--- Excerpt provided ---

The need for the Dutch iVF Registry was stated in our first report, in which we introduced the registry in the Netherlands Heart Journal [7]. With the registry we aim to (1) create a large cohort of patients with an initial iVF diagnosis, (2) focus on additional diagnostic testing (e.g. deformation echocardiography, cardiac magnetic resonance (CMR) and electrocardiographic imaging (ECGI)) to reveal a possible substrate, and (3) collect data on the long-term follow-up, including genetic testing, implantable cardioverter defibrillator (ICD) therapy and family screening.

Eligible patients are those with documented VF, cardiac arrest with a shockable rhythm, or sustained polymorphic ventricular tachycardia (VT), for which known cardiac, respiratory, metabolic and toxicological aetiologies are excluded, as defined by the latest consensus criteria [8]. Preferably, a specific diagnostic approach is followed before diagnosing a patient with iVF. A flowchart indicating which diagnostic tests should be performed at a minimum before diagnosing a patient with iVF is shown in Fig. 2; [1, 4]. If diagnostic test results reveal minor abnormalities, insufficient for a specific diagnosis, this is not an exclusion criterion. Before inclusion in the registry a minimum of 50% of the listed diagnostic tests need to be performed.

--- Record extracts ---

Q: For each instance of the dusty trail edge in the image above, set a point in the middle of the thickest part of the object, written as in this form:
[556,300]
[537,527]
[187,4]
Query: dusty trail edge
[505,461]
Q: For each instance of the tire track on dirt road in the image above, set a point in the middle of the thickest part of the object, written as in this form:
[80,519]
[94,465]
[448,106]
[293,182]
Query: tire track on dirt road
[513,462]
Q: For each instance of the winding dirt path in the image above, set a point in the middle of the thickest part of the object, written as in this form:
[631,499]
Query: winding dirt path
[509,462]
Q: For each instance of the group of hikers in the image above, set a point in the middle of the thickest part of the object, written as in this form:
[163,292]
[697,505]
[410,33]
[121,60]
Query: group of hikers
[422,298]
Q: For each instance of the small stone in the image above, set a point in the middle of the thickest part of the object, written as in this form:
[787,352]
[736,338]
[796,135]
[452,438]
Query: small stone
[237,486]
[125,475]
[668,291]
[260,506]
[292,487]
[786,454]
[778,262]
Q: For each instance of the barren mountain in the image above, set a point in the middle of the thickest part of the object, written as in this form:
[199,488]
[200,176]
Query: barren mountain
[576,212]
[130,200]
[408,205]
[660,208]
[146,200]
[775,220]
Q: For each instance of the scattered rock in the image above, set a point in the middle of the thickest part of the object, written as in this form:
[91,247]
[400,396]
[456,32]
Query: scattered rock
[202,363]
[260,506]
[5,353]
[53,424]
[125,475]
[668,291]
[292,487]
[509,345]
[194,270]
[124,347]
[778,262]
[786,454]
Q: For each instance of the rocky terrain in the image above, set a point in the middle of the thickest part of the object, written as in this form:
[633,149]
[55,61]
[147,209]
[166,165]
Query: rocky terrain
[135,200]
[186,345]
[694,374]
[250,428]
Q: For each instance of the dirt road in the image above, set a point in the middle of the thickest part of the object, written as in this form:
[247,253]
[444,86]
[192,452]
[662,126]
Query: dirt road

---

- **What this exercise asks**
1 > Answer these from the passage on the Dutch iVF Registry:
(a) In which journal was the registry introduced in the first report?
(b) What minimum percentage of the listed diagnostic tests must be performed before a patient is included in the registry?
(c) Are minor abnormalities that are insufficient for a specific diagnosis an exclusion criterion?
2 > Repeat everything in the passage on the Dutch iVF Registry from "Eligible patients are" down to "to be performed.".
3 > Rewrite the paragraph of the passage on the Dutch iVF Registry that begins "Eligible patients are those" as a list that keeps its main facts.

- **Solutions in order**
1 >
(a) The Netherlands Heart Journal.
(b) 50%.
(c) No.

2 >
Eligible patients are those with documented VF, cardiac arrest with a shockable rhythm, or sustained polymorphic ventricular tachycardia (VT), for which known cardiac, respiratory, metabolic and toxicological aetiologies are excluded, as defined by the latest consensus criteria [8]. Preferably, a specific diagnostic approach is followed before diagnosing a patient with iVF. A flowchart indicating which diagnostic tests should be performed at a minimum before diagnosing a patient with iVF is shown in Fig. 2; [1, 4]. If diagnostic test results reveal minor abnormalities, insufficient for a specific diagnosis, this is not an exclusion criterion. Before inclusion in the registry a minimum of 50% of the listed diagnostic tests need to be performed.

3 >
- Eligible patients have documented VF, cardiac arrest with a shockable rhythm, or sustained polymorphic ventricular tachycardia (VT).
- Known cardiac, respiratory, metabolic and toxicological aetiologies must be excluded, as defined by the latest consensus criteria.
- A specific diagnostic approach is preferably followed before an iVF diagnosis. A flowchart shows the minimum diagnostic tests.
- Minor abnormalities that are insufficient for a specific diagnosis are not an exclusion criterion.
- At least 50% of the listed diagnostic tests must be performed before inclusion.